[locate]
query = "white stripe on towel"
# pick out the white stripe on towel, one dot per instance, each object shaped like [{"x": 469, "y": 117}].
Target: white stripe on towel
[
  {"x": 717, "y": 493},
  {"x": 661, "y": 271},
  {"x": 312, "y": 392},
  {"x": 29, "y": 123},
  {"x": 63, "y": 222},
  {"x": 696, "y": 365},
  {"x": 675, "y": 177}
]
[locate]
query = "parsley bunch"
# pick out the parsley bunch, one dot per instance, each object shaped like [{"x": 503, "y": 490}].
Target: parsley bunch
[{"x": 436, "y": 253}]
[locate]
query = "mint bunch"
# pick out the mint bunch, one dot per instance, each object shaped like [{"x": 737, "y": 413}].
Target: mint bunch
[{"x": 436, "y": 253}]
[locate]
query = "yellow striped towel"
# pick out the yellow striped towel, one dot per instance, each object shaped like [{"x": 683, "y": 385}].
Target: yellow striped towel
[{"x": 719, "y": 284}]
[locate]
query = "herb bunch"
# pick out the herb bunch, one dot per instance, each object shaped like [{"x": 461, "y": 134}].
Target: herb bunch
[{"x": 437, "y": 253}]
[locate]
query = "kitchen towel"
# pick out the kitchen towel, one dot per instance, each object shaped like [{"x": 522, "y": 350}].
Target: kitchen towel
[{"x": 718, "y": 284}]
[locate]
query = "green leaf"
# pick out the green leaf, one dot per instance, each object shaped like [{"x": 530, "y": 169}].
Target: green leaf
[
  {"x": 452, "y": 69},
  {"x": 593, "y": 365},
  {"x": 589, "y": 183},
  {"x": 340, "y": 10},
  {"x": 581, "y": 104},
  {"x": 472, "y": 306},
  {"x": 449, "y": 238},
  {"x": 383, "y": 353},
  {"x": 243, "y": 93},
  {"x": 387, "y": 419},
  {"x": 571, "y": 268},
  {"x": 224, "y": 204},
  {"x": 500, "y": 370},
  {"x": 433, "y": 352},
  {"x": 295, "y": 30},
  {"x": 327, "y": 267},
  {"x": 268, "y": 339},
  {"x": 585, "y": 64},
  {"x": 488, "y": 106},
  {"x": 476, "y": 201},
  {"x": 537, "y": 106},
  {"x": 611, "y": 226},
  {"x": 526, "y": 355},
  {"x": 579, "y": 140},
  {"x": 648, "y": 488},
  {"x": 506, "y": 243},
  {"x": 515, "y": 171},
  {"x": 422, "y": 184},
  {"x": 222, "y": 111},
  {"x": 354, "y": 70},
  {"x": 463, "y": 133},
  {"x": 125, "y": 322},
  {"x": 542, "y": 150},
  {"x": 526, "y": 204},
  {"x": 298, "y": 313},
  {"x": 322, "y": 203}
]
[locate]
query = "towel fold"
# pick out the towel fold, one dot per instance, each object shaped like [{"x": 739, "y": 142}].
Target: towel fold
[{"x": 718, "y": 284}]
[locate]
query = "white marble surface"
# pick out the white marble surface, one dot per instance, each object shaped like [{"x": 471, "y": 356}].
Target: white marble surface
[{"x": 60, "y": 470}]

* * * * * * *

» **TASK DETAILS**: Repeat the records above exactly, from the first line to the last.

» **SOLUTION TO THIS PROBLEM**:
[locate]
query = "white stripe on towel"
# pick out the white stripe on towel, one dot per instance, each object shaped like [{"x": 469, "y": 117}].
Target: white stripe on towel
[
  {"x": 717, "y": 493},
  {"x": 661, "y": 271},
  {"x": 312, "y": 392},
  {"x": 29, "y": 123},
  {"x": 63, "y": 222},
  {"x": 696, "y": 365},
  {"x": 675, "y": 177}
]
[locate]
query = "parsley bunch"
# pick out the parsley bunch, one dot per instance, each object shaped like [{"x": 503, "y": 490}].
Target: parsley bunch
[{"x": 436, "y": 253}]
[locate]
query = "mint bunch"
# pick out the mint bunch, one dot per instance, each object shaped like [{"x": 737, "y": 413}].
Target: mint bunch
[{"x": 436, "y": 253}]
[locate]
query = "yellow striped towel"
# pick out the yellow striped towel, one dot per instance, each object shaped like [{"x": 683, "y": 385}].
Target: yellow striped towel
[{"x": 719, "y": 284}]
[locate]
query = "herb bunch"
# pick out the herb bunch, one dot per instance, each object shaped like [{"x": 461, "y": 134}].
Target: herb bunch
[{"x": 437, "y": 253}]
[locate]
query = "kitchen towel"
# pick out the kitchen towel, one dot per instance, each object shaped like [{"x": 522, "y": 350}].
Target: kitchen towel
[{"x": 718, "y": 284}]
[locate]
query = "green leaf"
# pick out the green leaf, one dot per instance, each object shaped like [{"x": 530, "y": 169}].
Target: green leaf
[
  {"x": 452, "y": 69},
  {"x": 593, "y": 365},
  {"x": 589, "y": 183},
  {"x": 340, "y": 10},
  {"x": 581, "y": 104},
  {"x": 472, "y": 306},
  {"x": 449, "y": 238},
  {"x": 383, "y": 353},
  {"x": 243, "y": 93},
  {"x": 387, "y": 419},
  {"x": 571, "y": 268},
  {"x": 224, "y": 204},
  {"x": 500, "y": 370},
  {"x": 433, "y": 352},
  {"x": 295, "y": 30},
  {"x": 327, "y": 267},
  {"x": 268, "y": 339},
  {"x": 585, "y": 64},
  {"x": 488, "y": 106},
  {"x": 476, "y": 201},
  {"x": 537, "y": 106},
  {"x": 611, "y": 226},
  {"x": 526, "y": 355},
  {"x": 579, "y": 140},
  {"x": 648, "y": 488},
  {"x": 506, "y": 243},
  {"x": 515, "y": 171},
  {"x": 422, "y": 184},
  {"x": 222, "y": 111},
  {"x": 354, "y": 70},
  {"x": 463, "y": 133},
  {"x": 125, "y": 322},
  {"x": 542, "y": 150},
  {"x": 526, "y": 204},
  {"x": 298, "y": 313},
  {"x": 322, "y": 203}
]
[locate]
query = "towel fold"
# pick out the towel fold, one dot per instance, each object shaped like [{"x": 739, "y": 142}].
Target: towel fold
[{"x": 718, "y": 284}]
[locate]
query = "white marble surface"
# pick out the white marble surface, one dot per instance, each object shaped like [{"x": 471, "y": 356}].
Target: white marble surface
[{"x": 60, "y": 470}]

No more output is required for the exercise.